## [Given task]
Write out the listing in full, matching it word for word.

## [Material to process]
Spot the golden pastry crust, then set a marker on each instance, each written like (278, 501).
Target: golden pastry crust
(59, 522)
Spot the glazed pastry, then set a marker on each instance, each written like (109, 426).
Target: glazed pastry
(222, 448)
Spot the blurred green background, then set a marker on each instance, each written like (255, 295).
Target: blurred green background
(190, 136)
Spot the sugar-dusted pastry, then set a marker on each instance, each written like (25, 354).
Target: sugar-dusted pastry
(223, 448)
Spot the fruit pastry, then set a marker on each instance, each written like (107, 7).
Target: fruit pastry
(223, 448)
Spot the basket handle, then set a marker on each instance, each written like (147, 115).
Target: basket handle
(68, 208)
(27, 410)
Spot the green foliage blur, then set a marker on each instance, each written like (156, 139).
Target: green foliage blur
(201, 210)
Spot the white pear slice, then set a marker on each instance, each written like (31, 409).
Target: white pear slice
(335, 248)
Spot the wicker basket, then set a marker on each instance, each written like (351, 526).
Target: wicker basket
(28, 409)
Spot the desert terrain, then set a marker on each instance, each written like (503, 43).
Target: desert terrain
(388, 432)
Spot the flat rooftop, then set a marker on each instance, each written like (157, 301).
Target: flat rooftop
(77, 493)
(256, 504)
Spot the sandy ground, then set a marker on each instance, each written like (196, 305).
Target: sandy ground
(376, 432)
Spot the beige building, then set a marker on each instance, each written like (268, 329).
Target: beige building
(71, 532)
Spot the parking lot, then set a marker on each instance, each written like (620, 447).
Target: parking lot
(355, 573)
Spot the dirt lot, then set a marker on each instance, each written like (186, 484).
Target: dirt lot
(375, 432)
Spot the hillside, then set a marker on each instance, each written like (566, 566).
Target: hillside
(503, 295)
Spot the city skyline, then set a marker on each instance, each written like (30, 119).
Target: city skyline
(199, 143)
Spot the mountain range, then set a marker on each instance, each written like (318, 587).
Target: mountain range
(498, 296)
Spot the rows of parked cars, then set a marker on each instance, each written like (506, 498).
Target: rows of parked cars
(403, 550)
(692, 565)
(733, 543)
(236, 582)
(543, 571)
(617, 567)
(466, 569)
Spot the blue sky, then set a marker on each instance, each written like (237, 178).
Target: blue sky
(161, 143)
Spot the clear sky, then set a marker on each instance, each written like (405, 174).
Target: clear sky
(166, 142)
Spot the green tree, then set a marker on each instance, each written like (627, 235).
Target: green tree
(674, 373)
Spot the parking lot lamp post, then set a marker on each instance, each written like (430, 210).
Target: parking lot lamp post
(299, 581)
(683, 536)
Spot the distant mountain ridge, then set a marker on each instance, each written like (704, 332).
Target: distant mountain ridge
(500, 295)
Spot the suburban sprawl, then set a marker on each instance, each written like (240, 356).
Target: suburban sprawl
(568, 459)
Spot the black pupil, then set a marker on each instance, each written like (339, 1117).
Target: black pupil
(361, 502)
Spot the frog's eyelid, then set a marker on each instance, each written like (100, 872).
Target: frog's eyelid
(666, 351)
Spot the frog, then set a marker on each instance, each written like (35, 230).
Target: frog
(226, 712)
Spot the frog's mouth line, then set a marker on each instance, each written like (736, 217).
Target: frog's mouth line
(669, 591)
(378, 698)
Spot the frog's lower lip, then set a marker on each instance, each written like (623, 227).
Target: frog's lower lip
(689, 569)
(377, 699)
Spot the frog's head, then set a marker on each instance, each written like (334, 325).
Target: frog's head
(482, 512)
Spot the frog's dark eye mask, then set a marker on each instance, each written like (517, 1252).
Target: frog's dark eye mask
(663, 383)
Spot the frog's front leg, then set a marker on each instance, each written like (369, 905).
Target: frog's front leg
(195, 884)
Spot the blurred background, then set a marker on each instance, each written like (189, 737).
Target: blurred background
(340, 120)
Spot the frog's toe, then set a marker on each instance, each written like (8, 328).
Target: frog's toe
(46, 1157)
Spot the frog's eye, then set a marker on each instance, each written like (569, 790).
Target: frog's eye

## [Result of this exercise]
Spot the golden pastry crust, then set a marker on each instance, each written like (278, 501).
Target: golden pastry crust
(59, 522)
Spot the glazed pastry, then set a marker on each instance, each written like (109, 426).
Target: glazed pastry
(222, 448)
Spot the blurred green background, then set a marker on each instance, each written like (255, 295).
Target: blurred green background
(190, 136)
Spot the sugar-dusted pastry, then set a marker on each instance, each written like (25, 354).
Target: sugar-dusted pastry
(223, 448)
Spot the fruit pastry, then set a marker on each instance, each written like (107, 7).
Target: fruit pastry
(223, 448)
Spot the basket handle, then set a marker on each instance, each written like (147, 115).
Target: basket handle
(68, 208)
(27, 410)
Spot the green foliage blur, then set a marker on each instance, each written like (156, 139).
Target: green foliage blur
(201, 210)
Spot the white pear slice, then set a marker on each instance, each written like (31, 409).
Target: white pear slice
(335, 248)
Spot the wicker basket, then set a marker on each instance, each written like (351, 526).
Target: wicker basket
(28, 409)
Spot the desert terrain, then set a marker on each instance, each written like (503, 43).
Target: desert terrain
(388, 432)
Spot the flat rooftop, then set a marker on each instance, each written like (157, 301).
Target: flat rooftop
(77, 493)
(256, 504)
Spot the sandy ground, then set a marker on each instance, each written like (196, 305).
Target: sandy ground
(376, 432)
Spot the beige building, then set a marker on each instance, each written like (268, 329).
Target: beige building
(71, 532)
Spot the parking lot, then set a marker on each instance, each written like (620, 447).
Target: parking lot
(355, 573)
Spot the dirt lot, then set a marker on each instance, each written like (186, 484).
Target: dirt lot
(375, 432)
Spot the hillside, then set a marker on each instance, each written like (566, 566).
Target: hillside
(503, 295)
Spot the city skyline, then set a marker on each instance, each written like (30, 119).
Target: city skyline
(199, 143)
Spot the mountain range, then set a marker on each instance, each written like (318, 587).
Target: mountain range
(498, 296)
Spot the rows of parked cars, then set a marker on each instance, each written like (506, 498).
Target: rows of parked cars
(403, 550)
(692, 565)
(733, 543)
(236, 582)
(543, 571)
(617, 567)
(466, 569)
Spot the blue sky, then set a marker on each instance, each written like (237, 178).
Target: blue sky
(161, 143)
Spot the clear sky, then set a marker on each instance, each written like (405, 174).
Target: clear sky
(166, 142)
Spot the green tree, then set a marker on each instance, each written like (627, 235).
Target: green tree
(674, 373)
Spot the parking lot lamp post, then set a marker on each instance, each written like (430, 210).
Target: parking lot lamp post
(299, 581)
(683, 536)
Spot the distant mountain ridge, then set a marker on each instance, each written like (704, 332).
Target: distant mountain ridge
(500, 295)
Spot the suburban sprawl, then set a marker on each instance, each written like (240, 356).
Target: suburban sprawl
(568, 459)
Spot the black pupil, then set a marker on each instance, each written like (339, 1117).
Target: black pupil
(361, 502)
Spot the frog's eyelid, then set a marker on each instance, each written like (100, 872).
Target: frog's eyelid
(666, 351)
Spot the frog, then set a marker on each instance, each written like (35, 230).
Target: frog
(226, 712)
Spot the frog's mouth line, then set a marker on each instance, each written like (736, 217).
Target: frog's mouth line
(669, 591)
(378, 698)
Spot the frog's lower lip, then set a marker on each instance, each written like (623, 227).
Target: frog's lower lip
(689, 569)
(377, 699)
Spot the frog's head, then set a marker on each instance, each written like (334, 325).
Target: frog's head
(482, 512)
Spot the frog's dark eye mask, then set a marker on each instance, each written like (517, 1252).
Target: frog's dark eye mask
(663, 383)
Spot the frog's front leg, then set a marker on each instance, each written like (369, 905).
Target: frog's front leg
(195, 884)
Spot the blurred background, then set a marker on each instance, each written like (189, 737).
Target: blurred background
(340, 120)
Spot the frog's toe, then set a marker on each instance, each written like (8, 328).
Target: frog's toe
(46, 1157)
Spot the frog's eye, then set a marker on each instance, each written like (569, 790).
Target: frog's eye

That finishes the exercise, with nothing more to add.